EXCERPT PROVIDED:
* * *

If you are a lover of books, making a decision on what book to read can be such a hassle. Especially if you have a goal of reading 100 books a year and a library of more than 250 titles in Kindle and print.So here I want to share my top 5 books on my reading list for March.I hope the list helps you identify good books to read in March.
1.To sell is Human– Daniel Pink: In this provocative book, Pink offers a fresh look at the art and science of selling. He shows that sales, whether pushing a product or peddling an idea, isn’t what it used to be. Because of powerful economic changes, the glad-handing, truth-bending form of sales is a relic. In its place is a new approach to moving people that involves three very human qualities and four surprising skills.
As he did in Drive and A Whole New Mind, Pink lays out the science for his counterintuitive insights, offers vivid examples and stories, and provides readers with tools to put the ideas into action. Smart yet accessible, bold yet well argued, this is the first book on sales for people who’ve never read a book about sales. It will change how you see your world and transform what you do at work, at school, and at home.
2.We are all weird-Seth Godin: We Are All Weird is a celebration of choice, of treating different people differently and of embracing the notion that everyone deserves the dignity and respect that comes from being heard. The book calls for end of mass and for the beginning of offering people more choices, more interests and giving them more authority to operate in ways that reflect their own unique values.

* * *

TASK STATEMENT:
Answer these questions using the March reading list.
(a) How many books a year does the reading goal call for?
(b) What does the new approach to moving people involve, according to the description of To Sell Is Human?
(c) What does We Are All Weird call for?

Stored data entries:
* * *

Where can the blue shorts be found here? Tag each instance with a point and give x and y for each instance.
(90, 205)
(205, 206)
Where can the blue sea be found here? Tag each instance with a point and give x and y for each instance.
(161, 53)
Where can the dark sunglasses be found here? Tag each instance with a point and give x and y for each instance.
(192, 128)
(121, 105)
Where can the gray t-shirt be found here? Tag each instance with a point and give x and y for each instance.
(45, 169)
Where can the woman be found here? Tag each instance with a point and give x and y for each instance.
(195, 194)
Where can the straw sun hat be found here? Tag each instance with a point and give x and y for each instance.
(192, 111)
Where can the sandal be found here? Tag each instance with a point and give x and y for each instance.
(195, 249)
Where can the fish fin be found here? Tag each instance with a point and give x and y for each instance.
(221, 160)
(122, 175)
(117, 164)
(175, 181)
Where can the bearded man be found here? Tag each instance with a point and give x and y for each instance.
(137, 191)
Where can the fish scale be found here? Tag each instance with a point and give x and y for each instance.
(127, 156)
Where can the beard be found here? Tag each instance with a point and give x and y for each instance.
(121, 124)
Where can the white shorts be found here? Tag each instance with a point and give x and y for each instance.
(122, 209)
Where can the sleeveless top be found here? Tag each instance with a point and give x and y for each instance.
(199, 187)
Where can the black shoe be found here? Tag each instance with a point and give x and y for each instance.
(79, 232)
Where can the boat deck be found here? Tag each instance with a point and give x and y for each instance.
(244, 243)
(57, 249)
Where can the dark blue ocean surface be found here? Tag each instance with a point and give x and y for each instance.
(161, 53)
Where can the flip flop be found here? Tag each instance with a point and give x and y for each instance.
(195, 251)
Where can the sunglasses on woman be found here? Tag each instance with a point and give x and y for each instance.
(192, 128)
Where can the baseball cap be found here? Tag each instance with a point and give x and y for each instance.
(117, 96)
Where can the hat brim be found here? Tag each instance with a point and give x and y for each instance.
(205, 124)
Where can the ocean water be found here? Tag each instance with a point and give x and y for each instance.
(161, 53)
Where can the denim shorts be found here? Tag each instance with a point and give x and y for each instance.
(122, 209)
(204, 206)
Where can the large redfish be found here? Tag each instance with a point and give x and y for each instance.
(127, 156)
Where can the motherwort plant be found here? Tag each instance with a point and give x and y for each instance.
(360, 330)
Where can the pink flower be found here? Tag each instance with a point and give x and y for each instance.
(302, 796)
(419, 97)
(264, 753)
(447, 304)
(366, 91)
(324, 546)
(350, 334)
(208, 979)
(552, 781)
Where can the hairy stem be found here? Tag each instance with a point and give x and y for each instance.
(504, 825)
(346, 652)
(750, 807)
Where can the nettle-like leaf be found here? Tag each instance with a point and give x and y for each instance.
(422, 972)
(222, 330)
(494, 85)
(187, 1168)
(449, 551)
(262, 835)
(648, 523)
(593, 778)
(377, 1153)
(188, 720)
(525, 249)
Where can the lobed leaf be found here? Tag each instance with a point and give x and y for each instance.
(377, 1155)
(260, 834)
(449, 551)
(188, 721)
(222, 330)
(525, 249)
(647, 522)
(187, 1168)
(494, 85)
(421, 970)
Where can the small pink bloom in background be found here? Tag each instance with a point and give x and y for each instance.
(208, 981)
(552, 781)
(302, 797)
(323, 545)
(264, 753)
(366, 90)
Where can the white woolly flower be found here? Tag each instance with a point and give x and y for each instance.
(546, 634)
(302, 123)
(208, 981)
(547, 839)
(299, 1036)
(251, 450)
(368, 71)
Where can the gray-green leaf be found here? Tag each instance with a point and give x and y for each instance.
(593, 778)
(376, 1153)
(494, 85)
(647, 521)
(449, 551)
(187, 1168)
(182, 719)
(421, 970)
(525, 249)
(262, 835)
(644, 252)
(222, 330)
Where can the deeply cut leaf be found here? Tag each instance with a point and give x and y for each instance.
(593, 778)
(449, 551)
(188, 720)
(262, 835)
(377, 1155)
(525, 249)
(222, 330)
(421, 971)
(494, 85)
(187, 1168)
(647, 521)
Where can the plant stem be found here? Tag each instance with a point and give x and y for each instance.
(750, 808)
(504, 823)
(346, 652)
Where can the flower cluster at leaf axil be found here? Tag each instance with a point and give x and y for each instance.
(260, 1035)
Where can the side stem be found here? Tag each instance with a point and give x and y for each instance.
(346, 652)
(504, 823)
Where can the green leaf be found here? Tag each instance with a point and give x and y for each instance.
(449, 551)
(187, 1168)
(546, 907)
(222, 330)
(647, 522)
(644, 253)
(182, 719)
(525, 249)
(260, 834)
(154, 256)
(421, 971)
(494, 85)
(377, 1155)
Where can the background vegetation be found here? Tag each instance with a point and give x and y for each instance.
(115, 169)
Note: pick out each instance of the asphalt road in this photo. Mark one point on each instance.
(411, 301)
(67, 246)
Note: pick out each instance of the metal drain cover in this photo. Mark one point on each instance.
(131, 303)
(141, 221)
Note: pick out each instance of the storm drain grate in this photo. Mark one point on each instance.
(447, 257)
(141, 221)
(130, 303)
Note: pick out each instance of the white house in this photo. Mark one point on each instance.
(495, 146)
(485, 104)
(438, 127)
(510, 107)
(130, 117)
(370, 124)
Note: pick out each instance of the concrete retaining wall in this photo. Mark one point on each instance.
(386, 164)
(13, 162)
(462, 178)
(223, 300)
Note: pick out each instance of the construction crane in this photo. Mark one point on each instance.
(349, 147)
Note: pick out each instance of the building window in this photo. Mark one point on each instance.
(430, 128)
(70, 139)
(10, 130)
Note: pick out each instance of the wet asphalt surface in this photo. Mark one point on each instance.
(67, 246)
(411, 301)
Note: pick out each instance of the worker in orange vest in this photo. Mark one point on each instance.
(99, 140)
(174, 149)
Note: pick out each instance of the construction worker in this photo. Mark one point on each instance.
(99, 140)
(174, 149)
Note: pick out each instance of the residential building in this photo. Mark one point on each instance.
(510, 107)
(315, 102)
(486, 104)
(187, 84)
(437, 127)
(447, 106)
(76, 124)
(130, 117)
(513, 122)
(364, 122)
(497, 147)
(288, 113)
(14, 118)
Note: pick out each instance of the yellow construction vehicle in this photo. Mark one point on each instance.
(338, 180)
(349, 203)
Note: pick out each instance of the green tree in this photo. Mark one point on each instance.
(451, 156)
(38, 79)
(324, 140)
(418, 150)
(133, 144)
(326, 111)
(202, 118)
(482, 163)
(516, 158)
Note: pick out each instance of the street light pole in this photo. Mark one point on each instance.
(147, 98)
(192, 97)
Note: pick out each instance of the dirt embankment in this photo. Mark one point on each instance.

* * *

RESPONSE BOX:
(a) 100 books a year.
(b) Three very human qualities and four surprising skills.
(c) The end of mass and the beginning of offering people more choices, more interests and more authority to operate in ways that reflect their own unique values.